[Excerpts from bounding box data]
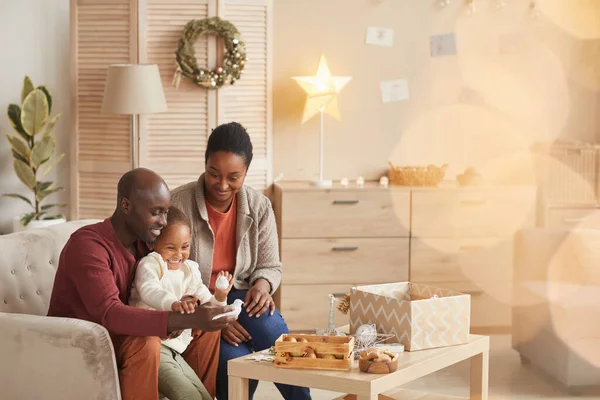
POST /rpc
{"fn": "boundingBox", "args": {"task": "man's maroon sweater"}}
[48,218,169,337]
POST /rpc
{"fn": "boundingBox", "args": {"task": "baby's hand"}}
[171,300,196,314]
[215,271,233,301]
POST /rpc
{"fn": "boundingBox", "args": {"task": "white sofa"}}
[0,220,121,400]
[512,229,600,394]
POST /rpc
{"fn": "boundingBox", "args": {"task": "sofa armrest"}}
[0,313,121,400]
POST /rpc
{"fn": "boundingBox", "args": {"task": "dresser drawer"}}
[281,188,410,238]
[412,187,535,237]
[413,280,512,328]
[410,238,513,283]
[544,207,600,229]
[281,238,409,287]
[281,283,351,331]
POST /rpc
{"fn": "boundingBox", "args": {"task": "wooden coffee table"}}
[227,335,490,400]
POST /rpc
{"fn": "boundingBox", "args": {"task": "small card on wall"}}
[498,33,524,54]
[381,79,409,103]
[431,33,456,57]
[366,26,394,47]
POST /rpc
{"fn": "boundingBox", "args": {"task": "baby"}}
[129,207,232,400]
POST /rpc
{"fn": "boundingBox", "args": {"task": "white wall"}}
[0,0,70,233]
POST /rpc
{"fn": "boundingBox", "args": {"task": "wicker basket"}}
[389,162,448,186]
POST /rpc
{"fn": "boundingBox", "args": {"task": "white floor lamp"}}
[101,64,167,168]
[292,56,352,187]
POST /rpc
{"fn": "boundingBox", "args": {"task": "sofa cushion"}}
[0,220,98,315]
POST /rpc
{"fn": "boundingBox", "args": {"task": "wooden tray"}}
[274,334,354,371]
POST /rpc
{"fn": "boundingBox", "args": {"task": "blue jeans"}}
[217,289,310,400]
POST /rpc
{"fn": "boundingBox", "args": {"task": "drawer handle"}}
[331,246,358,251]
[331,293,347,299]
[333,200,358,205]
[460,290,484,297]
[459,246,483,251]
[563,218,585,224]
[460,200,487,206]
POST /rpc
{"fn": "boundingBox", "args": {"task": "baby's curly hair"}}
[167,206,192,230]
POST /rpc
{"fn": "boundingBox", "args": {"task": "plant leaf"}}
[10,149,30,165]
[40,153,65,179]
[44,214,65,220]
[31,136,56,169]
[6,104,29,141]
[41,204,67,211]
[44,113,62,137]
[2,193,33,207]
[6,135,31,160]
[21,89,49,136]
[37,182,52,192]
[36,85,52,115]
[13,160,36,190]
[37,186,65,201]
[21,75,34,104]
[21,211,35,226]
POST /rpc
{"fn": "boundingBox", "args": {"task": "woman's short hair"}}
[167,206,192,230]
[204,122,252,169]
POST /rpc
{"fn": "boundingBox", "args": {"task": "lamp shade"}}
[102,64,167,114]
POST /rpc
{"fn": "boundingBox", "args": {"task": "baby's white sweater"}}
[129,252,227,353]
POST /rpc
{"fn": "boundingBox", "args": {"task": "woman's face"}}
[204,151,247,205]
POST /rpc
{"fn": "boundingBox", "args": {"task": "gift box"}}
[350,282,471,351]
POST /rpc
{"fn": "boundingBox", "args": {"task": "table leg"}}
[470,350,490,400]
[228,375,248,400]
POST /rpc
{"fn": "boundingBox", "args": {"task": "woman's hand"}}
[244,279,275,318]
[221,321,252,347]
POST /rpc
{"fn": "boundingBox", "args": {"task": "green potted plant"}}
[4,76,66,231]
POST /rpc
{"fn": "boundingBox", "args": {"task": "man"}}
[48,168,234,400]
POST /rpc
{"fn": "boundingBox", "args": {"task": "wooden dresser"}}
[410,185,536,333]
[274,182,536,332]
[275,182,410,330]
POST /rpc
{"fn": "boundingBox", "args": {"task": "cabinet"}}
[274,182,410,330]
[275,182,536,331]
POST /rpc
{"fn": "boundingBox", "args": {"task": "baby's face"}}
[153,223,192,270]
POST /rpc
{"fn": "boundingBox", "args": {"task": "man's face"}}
[122,184,171,244]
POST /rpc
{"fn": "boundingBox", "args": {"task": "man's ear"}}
[119,197,131,215]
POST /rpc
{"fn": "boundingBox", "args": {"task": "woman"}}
[171,122,310,400]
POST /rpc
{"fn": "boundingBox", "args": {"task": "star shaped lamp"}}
[292,56,352,187]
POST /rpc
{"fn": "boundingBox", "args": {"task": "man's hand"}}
[167,303,237,332]
[171,300,197,314]
[161,330,183,340]
[244,279,275,318]
[221,321,252,347]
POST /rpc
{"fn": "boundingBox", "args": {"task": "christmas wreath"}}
[173,17,248,89]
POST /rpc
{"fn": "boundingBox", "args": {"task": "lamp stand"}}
[130,114,140,169]
[312,107,333,188]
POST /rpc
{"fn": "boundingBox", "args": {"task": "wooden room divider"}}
[70,0,273,219]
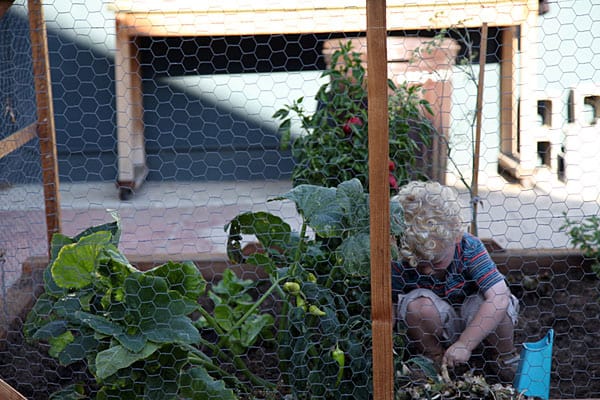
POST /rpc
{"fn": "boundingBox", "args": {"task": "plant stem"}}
[218,276,286,346]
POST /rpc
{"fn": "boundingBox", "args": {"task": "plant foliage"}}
[274,42,437,192]
[561,215,600,276]
[24,216,274,400]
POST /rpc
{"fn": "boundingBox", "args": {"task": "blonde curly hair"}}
[394,181,464,266]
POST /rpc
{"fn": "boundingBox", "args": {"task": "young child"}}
[392,181,519,383]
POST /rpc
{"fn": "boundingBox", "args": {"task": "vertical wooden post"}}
[471,22,488,236]
[27,0,61,254]
[367,0,394,400]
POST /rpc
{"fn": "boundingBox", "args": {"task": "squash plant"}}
[24,216,274,399]
[226,179,403,399]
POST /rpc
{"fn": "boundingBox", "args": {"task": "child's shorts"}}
[396,289,519,344]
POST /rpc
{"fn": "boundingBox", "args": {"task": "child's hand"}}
[442,341,471,367]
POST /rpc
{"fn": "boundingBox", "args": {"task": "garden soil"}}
[0,267,600,400]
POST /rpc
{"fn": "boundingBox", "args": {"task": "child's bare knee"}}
[406,297,439,321]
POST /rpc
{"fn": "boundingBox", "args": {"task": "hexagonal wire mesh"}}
[0,0,600,399]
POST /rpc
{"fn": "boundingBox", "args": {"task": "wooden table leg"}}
[115,18,148,200]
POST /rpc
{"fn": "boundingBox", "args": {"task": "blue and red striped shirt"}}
[392,233,504,304]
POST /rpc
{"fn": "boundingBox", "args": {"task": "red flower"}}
[342,117,362,135]
[388,172,398,190]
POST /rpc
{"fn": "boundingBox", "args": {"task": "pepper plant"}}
[274,42,437,193]
[226,179,403,399]
[24,216,275,400]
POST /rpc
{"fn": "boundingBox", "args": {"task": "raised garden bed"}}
[0,248,600,399]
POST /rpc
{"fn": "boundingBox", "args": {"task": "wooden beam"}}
[367,0,394,400]
[27,0,60,254]
[0,124,37,158]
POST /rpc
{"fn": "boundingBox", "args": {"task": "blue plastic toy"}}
[514,329,554,400]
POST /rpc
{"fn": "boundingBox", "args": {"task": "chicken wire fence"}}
[0,0,600,399]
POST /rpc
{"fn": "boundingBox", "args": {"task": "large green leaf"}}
[75,311,123,336]
[51,231,112,289]
[142,317,200,344]
[58,331,99,365]
[32,319,67,340]
[336,179,370,232]
[146,261,206,300]
[179,367,237,400]
[337,232,371,278]
[73,217,121,247]
[240,314,275,348]
[274,185,344,237]
[96,342,159,380]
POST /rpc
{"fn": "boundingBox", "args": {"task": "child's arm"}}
[442,281,510,367]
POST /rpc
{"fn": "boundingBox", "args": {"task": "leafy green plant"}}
[560,214,600,277]
[226,179,403,399]
[274,42,437,191]
[24,220,275,399]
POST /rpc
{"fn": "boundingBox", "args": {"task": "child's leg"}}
[398,289,460,365]
[406,297,444,365]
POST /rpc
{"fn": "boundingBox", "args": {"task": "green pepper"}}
[308,304,327,317]
[331,345,346,386]
[283,282,300,294]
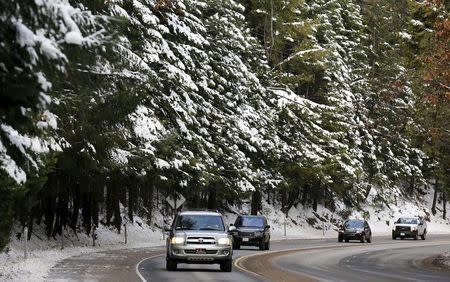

**Work to complete:** Which lines above contain the string "woman"? Copy out each one.

**Worked solution:**
{"fn": "boundingBox", "args": {"task": "woman's short hair"}}
{"fn": "boundingBox", "args": {"task": "woman's face"}}
{"fn": "boundingBox", "args": {"task": "woman's hand"}}
{"fn": "boundingBox", "args": {"task": "woman"}}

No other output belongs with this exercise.